[Point localization data]
Content starts
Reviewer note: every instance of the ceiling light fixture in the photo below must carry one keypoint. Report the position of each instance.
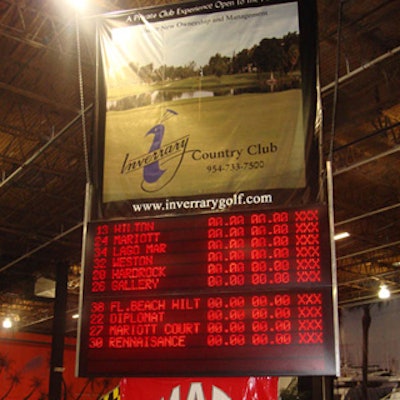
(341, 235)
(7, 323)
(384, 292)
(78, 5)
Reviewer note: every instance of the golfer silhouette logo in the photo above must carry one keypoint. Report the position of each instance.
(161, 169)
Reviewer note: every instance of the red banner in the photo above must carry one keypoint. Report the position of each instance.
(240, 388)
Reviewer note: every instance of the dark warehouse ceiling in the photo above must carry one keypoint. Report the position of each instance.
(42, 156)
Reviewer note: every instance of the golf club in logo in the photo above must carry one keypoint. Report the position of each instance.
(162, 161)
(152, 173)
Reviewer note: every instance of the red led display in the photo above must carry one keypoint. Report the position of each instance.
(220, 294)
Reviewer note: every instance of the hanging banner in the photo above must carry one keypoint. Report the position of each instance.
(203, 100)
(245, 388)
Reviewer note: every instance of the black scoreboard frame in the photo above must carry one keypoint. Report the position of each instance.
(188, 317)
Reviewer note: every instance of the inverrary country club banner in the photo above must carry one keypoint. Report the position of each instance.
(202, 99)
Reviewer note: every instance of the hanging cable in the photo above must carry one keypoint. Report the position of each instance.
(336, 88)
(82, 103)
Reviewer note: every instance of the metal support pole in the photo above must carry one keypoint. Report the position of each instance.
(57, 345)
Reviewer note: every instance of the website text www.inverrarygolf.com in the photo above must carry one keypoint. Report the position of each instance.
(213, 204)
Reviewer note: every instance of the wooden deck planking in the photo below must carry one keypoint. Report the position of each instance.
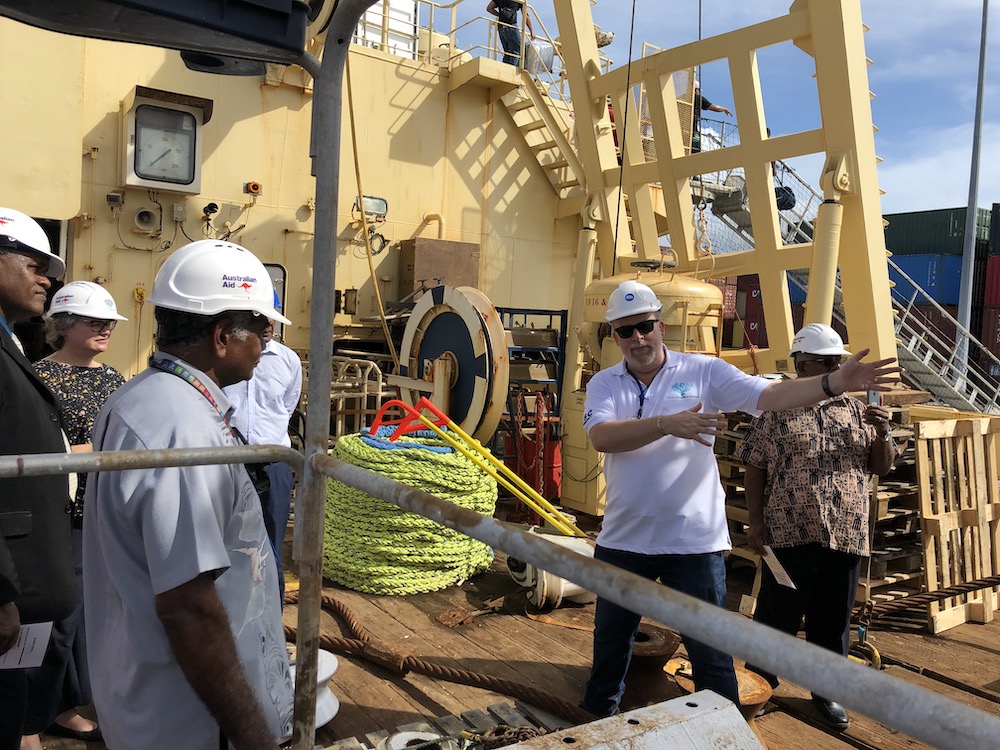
Content ends
#### REQUIREMENT
Pictures excluded, output exactly the line that contains "Reviewer note: every instance of the hanging banner" and every line after it to the end of the data above.

#### RESPONSE
Reviewer note: every instance of the hanging banner in the photo above must carry one keypoint. Report the position of each instance.
(203, 100)
(245, 388)
Reviewer note: every instance of the black scoreboard frame in the photo above must carry one keypoint. Report the position of each instance.
(188, 317)
Reviewer note: every instance of the inverrary country club banner in the photo above must carry one keypoint. Report the position of each instance.
(202, 99)
Reviewer note: every instance of the hanging cable in the photo above must carry one keypoint. Report the position of each instance.
(336, 88)
(82, 103)
Reviewer note: every instance of the metal support pole in the photo above must carry one keypoint. Report the position of each instance.
(57, 345)
Reviewer note: every instance of the website text www.inverrarygolf.com in the photo above must carry one keypoint. Report the position of each instance.
(213, 204)
Reviewer note: every instance of the wooden deck planking in the photo below must carry one keypoint. Report the position of each instance.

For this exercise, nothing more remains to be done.